Exercise A —
Repeat the stretch of the hospital utilization article from "Inpatient utilization accelerated" through "in the second.", swapping "accelerated" for "grew".
Exercise B —
Continue the hospital utilization article from where it stops.

Given text —
============

Hospital utilization is slowing down in its growth, according to a recent survey of hospital administrators. The trend underscores the shift across the healthcare system away from high-cost settings toward lower-cost outpatient utilization.
Across inpatient, outpatient, emergency department (ED) and ambulatory surgery centers (ASCs), acceleration in utilization slowed during the second quarter of 2018 and year over year, according to the survey by Leerink Partners.
Inpatient utilization accelerated 0.7 percent during the quarter, compared to 0.8 percent in the first quarter. ED utilization acceleration dropped from 1.6 percent growth in the first quarter to 0.9 percent in the second.
While the deceleration may be somewhat reflective of a drop off from the flu season, which was particularly harsh at the start of 2018, “the results are consistent with broader healthcare trends and MCO and facility efforts to manage populations” away from high-cost settings to lower-cost options, according to Leerink.
Still, the utilization rates are “modestly positive” for facilities, Leerink noted, as the results beat estimates of “flat utilization.”
Across procedure specific utilization, most rates remained flat during the second quarter, while spine utilization rose 1.4 percent. Orthopedics and cardiology led growth in the sector, with 2 percent and 1.7 percent increases in utilization, respectively. Reimbursement also remained largely flat for delivery sites.

============

Supplied records —
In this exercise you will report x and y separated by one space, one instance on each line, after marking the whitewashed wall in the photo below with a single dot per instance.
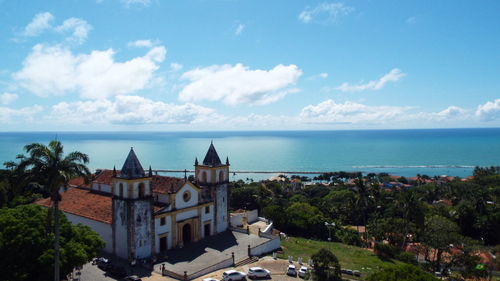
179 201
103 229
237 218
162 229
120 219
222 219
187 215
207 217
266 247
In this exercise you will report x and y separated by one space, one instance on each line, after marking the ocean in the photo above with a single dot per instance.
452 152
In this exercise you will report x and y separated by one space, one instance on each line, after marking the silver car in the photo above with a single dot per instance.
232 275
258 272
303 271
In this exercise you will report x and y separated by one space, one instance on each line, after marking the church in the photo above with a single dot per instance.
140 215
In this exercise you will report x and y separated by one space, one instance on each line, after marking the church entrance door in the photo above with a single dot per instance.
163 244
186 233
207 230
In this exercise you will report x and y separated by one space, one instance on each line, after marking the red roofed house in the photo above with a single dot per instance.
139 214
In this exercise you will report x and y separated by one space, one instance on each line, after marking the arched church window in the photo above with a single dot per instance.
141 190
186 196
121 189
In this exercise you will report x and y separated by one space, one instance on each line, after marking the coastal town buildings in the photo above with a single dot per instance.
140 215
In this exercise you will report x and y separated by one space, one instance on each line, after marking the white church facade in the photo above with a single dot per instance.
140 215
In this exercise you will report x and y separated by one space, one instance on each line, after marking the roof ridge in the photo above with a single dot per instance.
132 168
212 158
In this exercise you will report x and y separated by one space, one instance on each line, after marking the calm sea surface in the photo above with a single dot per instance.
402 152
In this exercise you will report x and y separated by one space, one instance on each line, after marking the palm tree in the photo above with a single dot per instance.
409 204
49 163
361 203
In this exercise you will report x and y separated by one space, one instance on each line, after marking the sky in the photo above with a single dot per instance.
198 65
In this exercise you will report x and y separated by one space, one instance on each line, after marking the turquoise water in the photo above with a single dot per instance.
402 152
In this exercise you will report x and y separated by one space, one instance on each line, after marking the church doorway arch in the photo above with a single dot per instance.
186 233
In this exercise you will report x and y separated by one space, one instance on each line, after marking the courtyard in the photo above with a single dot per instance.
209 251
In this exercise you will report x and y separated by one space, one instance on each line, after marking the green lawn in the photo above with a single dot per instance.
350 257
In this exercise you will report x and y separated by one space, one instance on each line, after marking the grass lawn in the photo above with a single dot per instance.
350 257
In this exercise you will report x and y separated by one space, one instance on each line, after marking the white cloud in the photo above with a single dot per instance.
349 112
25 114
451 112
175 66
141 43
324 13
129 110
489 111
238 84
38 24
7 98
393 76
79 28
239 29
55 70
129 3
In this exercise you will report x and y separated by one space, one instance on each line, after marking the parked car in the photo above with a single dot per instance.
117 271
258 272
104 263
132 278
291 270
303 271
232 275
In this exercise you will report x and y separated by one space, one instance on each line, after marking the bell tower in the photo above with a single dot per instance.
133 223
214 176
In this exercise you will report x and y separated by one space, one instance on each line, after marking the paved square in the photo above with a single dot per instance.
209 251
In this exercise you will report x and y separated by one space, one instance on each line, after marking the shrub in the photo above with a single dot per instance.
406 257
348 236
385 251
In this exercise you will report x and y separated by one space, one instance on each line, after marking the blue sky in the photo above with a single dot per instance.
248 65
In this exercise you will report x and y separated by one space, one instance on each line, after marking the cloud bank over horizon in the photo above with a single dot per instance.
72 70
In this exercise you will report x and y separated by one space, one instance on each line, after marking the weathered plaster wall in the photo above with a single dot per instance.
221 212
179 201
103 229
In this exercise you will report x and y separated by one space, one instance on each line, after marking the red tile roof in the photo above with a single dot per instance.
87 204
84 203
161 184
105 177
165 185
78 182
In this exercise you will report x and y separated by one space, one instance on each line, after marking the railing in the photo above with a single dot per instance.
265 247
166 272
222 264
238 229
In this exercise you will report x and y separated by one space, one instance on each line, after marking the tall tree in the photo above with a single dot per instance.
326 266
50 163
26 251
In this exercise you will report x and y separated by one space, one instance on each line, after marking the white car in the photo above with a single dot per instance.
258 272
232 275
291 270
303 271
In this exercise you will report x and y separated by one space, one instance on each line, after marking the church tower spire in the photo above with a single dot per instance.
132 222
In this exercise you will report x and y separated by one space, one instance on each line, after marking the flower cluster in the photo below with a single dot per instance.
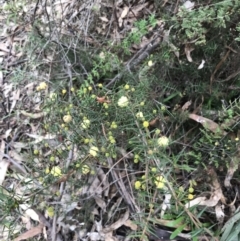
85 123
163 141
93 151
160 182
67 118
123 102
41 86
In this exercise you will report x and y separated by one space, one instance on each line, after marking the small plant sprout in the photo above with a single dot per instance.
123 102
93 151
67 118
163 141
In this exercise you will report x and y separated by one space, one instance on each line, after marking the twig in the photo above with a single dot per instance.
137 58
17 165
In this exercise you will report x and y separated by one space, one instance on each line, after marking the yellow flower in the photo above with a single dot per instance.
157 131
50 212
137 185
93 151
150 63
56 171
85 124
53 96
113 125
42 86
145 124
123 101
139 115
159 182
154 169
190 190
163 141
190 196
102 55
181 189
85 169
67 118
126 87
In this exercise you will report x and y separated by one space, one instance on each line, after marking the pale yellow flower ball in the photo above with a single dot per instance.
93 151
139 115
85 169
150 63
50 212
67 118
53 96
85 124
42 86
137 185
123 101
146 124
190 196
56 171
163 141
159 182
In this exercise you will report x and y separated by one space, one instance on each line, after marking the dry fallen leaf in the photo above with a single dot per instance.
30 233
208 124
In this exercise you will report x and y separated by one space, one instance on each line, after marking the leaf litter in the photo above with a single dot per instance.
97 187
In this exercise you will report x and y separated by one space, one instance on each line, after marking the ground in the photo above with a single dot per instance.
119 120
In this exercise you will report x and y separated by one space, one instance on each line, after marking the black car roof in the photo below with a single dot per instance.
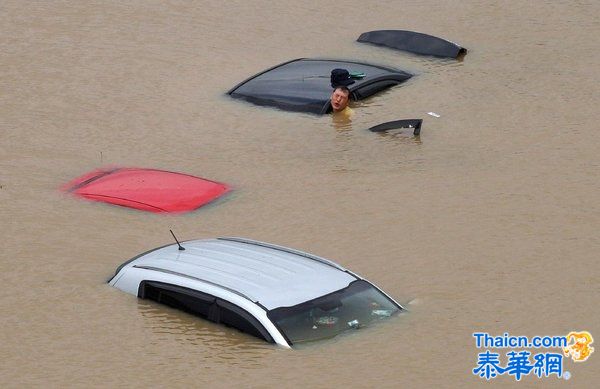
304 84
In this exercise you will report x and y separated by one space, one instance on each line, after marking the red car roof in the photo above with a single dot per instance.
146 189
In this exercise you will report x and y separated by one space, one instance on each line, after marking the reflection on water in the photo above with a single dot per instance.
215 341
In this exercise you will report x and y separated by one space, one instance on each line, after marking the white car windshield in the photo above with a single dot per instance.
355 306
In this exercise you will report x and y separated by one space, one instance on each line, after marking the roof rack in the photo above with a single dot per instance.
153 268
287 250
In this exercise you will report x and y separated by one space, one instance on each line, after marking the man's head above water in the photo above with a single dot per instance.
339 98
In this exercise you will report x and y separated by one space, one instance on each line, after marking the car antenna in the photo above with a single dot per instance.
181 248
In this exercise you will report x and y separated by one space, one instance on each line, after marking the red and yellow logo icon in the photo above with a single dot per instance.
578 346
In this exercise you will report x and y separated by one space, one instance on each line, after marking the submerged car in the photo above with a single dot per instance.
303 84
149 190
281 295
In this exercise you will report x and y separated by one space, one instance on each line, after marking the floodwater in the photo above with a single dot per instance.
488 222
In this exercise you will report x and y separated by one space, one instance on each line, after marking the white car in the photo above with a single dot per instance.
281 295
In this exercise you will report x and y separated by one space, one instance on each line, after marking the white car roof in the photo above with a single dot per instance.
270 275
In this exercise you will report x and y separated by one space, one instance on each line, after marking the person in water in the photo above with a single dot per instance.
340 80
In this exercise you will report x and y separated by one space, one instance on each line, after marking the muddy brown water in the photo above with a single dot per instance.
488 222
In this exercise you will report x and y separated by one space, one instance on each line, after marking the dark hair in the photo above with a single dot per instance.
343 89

============

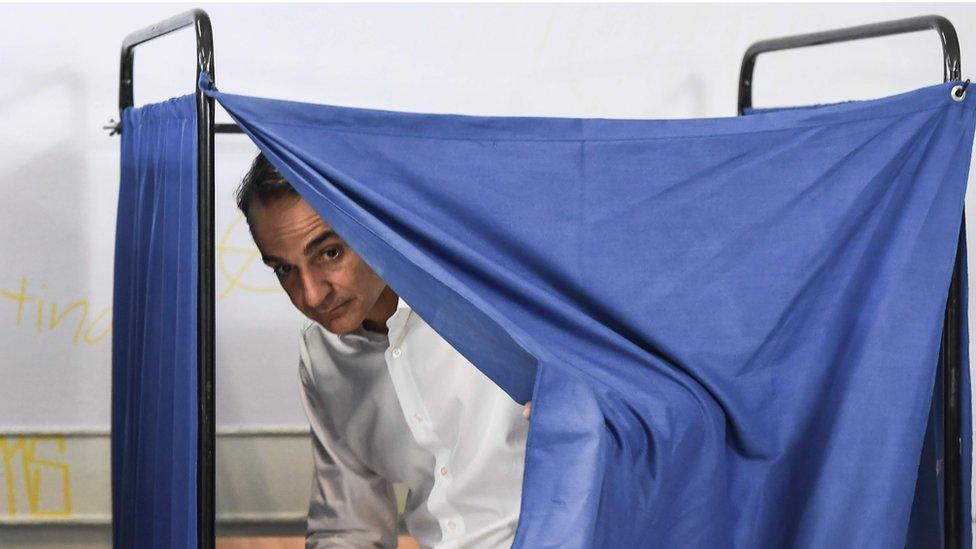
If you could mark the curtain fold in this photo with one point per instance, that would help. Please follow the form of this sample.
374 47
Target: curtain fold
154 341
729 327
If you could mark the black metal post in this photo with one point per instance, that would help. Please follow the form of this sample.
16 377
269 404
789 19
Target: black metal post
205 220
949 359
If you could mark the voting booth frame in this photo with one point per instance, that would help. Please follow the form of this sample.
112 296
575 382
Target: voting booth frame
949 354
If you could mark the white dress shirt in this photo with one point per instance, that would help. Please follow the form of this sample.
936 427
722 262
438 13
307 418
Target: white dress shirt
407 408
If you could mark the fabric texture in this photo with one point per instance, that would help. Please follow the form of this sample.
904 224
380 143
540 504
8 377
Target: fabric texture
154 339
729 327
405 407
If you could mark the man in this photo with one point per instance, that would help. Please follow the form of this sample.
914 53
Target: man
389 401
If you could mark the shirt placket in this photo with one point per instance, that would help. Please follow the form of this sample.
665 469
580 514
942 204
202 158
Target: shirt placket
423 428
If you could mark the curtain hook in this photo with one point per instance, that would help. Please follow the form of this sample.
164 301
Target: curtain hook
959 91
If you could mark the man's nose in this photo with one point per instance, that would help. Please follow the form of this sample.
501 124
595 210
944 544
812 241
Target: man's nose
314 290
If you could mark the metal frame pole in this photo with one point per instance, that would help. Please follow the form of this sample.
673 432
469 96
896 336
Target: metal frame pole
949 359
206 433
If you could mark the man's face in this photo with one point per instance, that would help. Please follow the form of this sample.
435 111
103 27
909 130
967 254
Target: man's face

============

Task response A —
Inpatient utilization grew 0.7 percent during the quarter, compared to 0.8 percent in the first quarter. ED utilization acceleration dropped from 1.6 percent growth in the first quarter to 0.9 percent in the second.

Task response B —
In the shift toward the outpatient setting, total hips, interventional cardiology and cardiac surgery led the trend away from inpatient care delivery as procedures, according to the survey.
Companies with a strong ambulatory footprint may be best positioned as the trend continues. ASC utilization increased 1.4 percent during the second quarter, down from 1.9 percent growth in the first three months of the year.
In particular, the shift toward ASC and outpatient care is positive for HCA, a Nashville-based hospital system with 1,800 ambulatory touch points, and Tenet Healthcare (THC), a Dallas-based company with 250 ambulatory surgery centers through United Surgical Partners, which it owns a 95 percent stake in.
The biggest driver of the utilization rate trends was the aging population, followed by an improving U.S. economy and the Affordable Care Act pull-forward effect.
The survey analyzed responses from 47 hospital administrators in June 2018, with most respondents holding a C-suite executive position.